(Records to use)

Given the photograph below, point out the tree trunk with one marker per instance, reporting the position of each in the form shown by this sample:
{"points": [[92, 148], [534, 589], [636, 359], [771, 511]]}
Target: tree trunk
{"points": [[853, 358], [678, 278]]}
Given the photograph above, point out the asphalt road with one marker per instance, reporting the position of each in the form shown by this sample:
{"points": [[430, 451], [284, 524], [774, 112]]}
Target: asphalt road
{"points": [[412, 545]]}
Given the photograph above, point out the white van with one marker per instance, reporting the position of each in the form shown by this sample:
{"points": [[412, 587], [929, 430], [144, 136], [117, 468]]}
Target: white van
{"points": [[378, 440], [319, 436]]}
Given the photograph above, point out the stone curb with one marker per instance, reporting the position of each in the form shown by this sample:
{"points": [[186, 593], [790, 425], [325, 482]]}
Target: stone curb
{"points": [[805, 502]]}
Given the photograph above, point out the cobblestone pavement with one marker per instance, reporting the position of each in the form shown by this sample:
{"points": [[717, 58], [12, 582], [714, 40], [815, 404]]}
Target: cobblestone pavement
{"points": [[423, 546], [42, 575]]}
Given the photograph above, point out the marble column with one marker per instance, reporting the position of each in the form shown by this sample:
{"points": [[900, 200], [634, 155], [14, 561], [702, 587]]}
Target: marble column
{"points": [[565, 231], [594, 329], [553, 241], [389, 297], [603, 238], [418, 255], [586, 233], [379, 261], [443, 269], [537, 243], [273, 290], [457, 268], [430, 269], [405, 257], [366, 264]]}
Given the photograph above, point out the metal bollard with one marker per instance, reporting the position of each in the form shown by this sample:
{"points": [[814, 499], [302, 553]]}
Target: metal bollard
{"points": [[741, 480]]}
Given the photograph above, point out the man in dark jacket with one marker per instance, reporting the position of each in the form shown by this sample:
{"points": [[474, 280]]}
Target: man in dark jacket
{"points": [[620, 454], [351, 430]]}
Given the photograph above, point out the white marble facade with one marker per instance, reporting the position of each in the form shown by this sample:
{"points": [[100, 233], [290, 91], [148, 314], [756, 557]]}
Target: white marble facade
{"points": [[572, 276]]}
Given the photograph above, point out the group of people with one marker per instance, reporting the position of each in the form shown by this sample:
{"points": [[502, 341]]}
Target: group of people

(End Records to use)

Your goal:
For the records above, tally the lines in which "people" appears, and give the number by itself.

Result for this exercise:
2